(Items from a data source)

____________

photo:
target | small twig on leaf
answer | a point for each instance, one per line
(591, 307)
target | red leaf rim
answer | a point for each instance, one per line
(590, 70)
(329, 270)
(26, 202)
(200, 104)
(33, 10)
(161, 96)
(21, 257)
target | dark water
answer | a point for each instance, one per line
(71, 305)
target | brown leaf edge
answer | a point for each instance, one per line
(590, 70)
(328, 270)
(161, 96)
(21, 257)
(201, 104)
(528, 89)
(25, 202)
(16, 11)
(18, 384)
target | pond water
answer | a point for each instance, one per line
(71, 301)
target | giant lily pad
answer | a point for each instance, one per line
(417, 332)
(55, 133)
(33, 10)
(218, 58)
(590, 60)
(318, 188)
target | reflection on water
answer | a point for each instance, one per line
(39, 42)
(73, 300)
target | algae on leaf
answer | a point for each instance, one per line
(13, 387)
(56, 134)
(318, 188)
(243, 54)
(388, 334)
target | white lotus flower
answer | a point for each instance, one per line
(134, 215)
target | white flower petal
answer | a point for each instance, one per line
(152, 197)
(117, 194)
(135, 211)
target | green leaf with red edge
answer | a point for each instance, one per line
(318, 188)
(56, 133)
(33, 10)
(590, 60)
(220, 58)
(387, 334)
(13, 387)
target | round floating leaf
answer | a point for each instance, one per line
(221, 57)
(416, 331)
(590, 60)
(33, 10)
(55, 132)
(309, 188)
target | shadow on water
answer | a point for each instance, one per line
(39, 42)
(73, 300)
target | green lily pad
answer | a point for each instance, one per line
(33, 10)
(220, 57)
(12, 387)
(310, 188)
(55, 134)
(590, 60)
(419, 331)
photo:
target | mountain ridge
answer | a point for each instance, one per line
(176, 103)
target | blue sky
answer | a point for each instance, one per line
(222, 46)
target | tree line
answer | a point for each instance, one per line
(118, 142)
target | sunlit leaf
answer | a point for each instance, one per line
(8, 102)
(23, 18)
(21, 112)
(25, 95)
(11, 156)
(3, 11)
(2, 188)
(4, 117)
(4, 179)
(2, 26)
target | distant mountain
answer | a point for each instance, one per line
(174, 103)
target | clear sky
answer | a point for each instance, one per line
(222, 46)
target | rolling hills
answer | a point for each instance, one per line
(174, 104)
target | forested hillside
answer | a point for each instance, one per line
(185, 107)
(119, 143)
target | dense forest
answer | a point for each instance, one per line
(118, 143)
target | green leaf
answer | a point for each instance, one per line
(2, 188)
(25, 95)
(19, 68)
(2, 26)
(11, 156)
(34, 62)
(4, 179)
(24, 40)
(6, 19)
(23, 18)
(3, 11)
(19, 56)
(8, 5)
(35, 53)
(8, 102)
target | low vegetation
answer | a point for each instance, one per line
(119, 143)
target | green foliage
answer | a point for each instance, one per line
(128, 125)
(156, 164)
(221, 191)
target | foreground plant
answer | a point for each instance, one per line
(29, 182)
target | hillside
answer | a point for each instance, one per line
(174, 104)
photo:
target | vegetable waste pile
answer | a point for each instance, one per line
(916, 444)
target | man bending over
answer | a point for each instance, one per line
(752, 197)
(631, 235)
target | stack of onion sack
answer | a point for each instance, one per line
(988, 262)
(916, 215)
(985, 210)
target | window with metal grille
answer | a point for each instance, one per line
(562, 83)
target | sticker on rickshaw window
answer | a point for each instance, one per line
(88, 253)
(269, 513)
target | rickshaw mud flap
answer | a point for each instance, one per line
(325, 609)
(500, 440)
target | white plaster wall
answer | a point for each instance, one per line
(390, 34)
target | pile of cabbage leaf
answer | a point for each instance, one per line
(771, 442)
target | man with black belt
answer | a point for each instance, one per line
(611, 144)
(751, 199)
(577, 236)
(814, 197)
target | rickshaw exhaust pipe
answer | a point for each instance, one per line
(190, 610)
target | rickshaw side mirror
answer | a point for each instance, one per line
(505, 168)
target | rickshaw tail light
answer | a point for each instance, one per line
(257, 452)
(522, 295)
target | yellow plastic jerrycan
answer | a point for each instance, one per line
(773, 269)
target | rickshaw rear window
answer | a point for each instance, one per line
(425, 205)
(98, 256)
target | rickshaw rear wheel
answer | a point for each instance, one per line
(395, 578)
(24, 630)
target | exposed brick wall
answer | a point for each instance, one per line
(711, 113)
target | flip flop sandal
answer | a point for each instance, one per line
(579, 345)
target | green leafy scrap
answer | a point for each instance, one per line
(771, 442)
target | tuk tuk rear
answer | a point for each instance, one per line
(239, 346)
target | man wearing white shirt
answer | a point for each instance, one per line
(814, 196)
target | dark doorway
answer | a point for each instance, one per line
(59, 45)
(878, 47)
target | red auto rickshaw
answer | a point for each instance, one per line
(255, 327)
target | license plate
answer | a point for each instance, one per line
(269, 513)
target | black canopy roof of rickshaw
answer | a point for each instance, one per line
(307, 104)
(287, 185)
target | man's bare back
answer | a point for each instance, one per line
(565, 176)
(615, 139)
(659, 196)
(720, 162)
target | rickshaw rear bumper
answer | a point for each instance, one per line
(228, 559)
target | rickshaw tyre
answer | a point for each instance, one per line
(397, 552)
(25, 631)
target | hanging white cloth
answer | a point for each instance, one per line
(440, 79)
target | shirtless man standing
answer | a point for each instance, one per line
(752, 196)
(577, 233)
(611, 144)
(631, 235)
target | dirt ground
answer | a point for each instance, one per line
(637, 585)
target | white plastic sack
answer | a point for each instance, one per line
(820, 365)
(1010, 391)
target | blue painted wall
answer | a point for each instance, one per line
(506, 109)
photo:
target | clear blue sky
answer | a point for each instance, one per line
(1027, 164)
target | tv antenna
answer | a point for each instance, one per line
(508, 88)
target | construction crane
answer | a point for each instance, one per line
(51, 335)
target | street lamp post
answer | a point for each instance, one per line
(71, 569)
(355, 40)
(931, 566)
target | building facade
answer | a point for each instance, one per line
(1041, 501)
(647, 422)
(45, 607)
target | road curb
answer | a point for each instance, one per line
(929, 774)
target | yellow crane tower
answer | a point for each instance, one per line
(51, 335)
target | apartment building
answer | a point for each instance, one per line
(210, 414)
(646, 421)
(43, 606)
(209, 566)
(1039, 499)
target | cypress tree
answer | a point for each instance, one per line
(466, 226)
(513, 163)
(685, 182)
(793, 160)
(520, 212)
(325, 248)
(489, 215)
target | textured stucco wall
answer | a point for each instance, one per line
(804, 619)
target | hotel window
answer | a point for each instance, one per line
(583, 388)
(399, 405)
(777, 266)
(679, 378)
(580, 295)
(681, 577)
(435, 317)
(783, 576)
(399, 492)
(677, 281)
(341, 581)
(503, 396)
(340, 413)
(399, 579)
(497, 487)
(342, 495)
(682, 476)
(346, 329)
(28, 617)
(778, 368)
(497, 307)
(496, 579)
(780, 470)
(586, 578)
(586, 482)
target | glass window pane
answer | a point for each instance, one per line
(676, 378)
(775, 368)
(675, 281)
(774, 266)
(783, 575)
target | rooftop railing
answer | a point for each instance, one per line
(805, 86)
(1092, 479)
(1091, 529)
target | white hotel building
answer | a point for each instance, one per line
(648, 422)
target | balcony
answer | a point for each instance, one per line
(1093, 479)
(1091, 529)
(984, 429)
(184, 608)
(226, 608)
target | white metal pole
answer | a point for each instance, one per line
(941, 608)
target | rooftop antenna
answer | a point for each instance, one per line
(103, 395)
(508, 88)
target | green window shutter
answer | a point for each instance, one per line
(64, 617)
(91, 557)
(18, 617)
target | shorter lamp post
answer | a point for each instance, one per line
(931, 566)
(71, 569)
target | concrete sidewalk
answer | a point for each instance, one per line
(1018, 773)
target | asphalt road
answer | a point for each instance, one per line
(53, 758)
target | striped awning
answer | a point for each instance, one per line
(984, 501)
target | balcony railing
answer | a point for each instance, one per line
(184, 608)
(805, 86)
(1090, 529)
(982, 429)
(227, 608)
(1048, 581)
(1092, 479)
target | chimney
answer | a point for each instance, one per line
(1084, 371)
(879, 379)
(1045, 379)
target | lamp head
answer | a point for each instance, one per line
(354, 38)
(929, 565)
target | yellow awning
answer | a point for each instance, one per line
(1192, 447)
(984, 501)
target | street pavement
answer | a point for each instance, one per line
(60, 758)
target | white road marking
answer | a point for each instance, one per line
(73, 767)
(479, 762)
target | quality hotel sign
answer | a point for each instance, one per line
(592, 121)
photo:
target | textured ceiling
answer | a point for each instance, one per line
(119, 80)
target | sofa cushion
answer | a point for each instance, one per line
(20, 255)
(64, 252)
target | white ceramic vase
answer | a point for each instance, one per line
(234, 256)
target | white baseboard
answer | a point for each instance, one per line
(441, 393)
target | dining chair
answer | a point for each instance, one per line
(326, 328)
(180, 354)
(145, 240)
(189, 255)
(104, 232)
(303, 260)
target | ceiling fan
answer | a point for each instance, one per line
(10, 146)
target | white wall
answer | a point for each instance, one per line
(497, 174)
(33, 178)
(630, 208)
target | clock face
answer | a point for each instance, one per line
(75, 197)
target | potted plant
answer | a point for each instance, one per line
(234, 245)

____________

Lay out the lines of the material from the one containing "target | potted plant" through the end of the material, both included, as a JSON list of strings with one string per line and blank lines omitted.

[
  "target | potted plant",
  "answer | a point for each instance, one per line",
  "(234, 245)"
]